■ TEXTO DE ORIGEN

┄┄┄┄┄┄

1

La mujer nos da las llaves y nos muestra el departamento donde nos quedaremos dos meses, hasta que conozcamos la ciudad y elijamos donde vivir. No tardamos mucho. El departamento es chiquito. La luz de la mañana noruega entra con fuerza por las ventanas sin cortinas. Se ve hermoso, extraño. Así, extranjero, nos da la bienvenida. Nuestros libros, nuestros muebles, las sábanas, toallas, las cosas de la cocina, todo lo que hasta entonces ha constituido nuestro día a día espera en un contenedor al otro lado del Atlántico, pronto a embarcarse y seguirnos hasta acá. Bergen, así se llama ahora el acá. La palabra nos cuelga de la boca, la pronunciamos mal.

2

Antes de que la mujer se vaya le pregunto –en inglés– sobre el noruego. Me cuenta que es una lengua de pocas palabras y que en muchos casos funciona por acumulación. Para nombrar alguna cosa para la que no tiene vocablo junta una palabra con otra, y con otra, cuantas veces sea necesario. Por ejemplo, eclipse, me dice, es algo así como «cosa-que-se-posa-frente-a-otra-y-la-oscurece». A mediados del siglo diecinueve, Domingo Faustino Sarmiento se encontró una vez en una biblioteca llena de libros en francés. Sarmiento deseó esos libros escritos en una lengua que no manejaba. Los sacó de sus estantes y en una mesa, armado de diccionarios, de lápices y papeles, los fue haciendo suyos. Cuenta en sus Recuerdos de provincia que, en un mes y medio, después de muchas velas y lápices consumidos, había «traducido» doce volúmenes, incluidas las memorias de Josefina Bonaparte. La escritora y crítica argentina Sylvia Molloy observa esta escena de traducción y escribe: «Los libros que lee o quiere leer Sarmiento son textos vedados mientras no conozca idiomas (…) Leer, por tanto, significa desde un principio traducir». Sarmiento recorre los libros y el francés, lee y pone una palabra-frente-a-otra-e-ilumina el sentido. Es decir, traduce.

3

Mi hija juega, sola, en una plaza de Bergen. Nosotros nos sentamos cerca. Hay casi 30 grados. La amiga noruega que habla español y nos saca a recorrer la ciudad en nuestro segundo día nos dice que este calor no es usual, que no nos engañemos, que Bergen es lluvia. Mientras imaginamos una vida húmeda aparece una niña que ocupa un columpio cercano. Mi hija se acerca corriendo a donde estamos y le pregunta a nuestra amiga cómo se dice en noruego «¿quieres jugar conmigo?». Mi hija escucha, repite, prueba un par de entonaciones, repite y repite. Después vuela hacia el columpio. «Vil du leke med meg?», habla mi hija en noruego por primera vez. La otra niña entiende, asiente, se ríen, se columpian. Traducir es, muchas veces, jugar.

┄┄┄┄┄┄

■ SECCIÓN DE DATOS
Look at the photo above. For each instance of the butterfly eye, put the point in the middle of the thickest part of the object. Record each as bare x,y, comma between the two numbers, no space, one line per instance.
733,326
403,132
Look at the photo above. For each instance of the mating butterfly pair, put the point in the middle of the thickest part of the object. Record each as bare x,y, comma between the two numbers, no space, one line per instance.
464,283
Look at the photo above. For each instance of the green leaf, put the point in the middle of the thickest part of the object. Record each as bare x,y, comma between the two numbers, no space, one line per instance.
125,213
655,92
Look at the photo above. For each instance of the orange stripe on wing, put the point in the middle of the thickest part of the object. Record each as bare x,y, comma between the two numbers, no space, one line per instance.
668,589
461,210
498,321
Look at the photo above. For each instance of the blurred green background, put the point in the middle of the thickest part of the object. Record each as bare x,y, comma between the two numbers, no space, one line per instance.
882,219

┄┄┄┄┄┄

■ TAREAS Y EJERCICIOS
1. Según el texto sobre Bergen, ¿cuántos volúmenes había «traducido» Sarmiento en un mes y medio?
2. Devuelve sin cambios el fragmento del texto sobre Bergen que empieza en "La mujer nos" y termina en "la pronunciamos mal.".
El listado no hace falta para resolver nada.

■ RESULTADOS DE TAREAS
1. Doce volúmenes.

2.
La mujer nos da las llaves y nos muestra el departamento donde nos quedaremos dos meses, hasta que conozcamos la ciudad y elijamos donde vivir. No tardamos mucho. El departamento es chiquito. La luz de la mañana noruega entra con fuerza por las ventanas sin cortinas. Se ve hermoso, extraño. Así, extranjero, nos da la bienvenida. Nuestros libros, nuestros muebles, las sábanas, toallas, las cosas de la cocina, todo lo que hasta entonces ha constituido nuestro día a día espera en un contenedor al otro lado del Atlántico, pronto a embarcarse y seguirnos hasta acá. Bergen, así se llama ahora el acá. La palabra nos cuelga de la boca, la pronunciamos mal.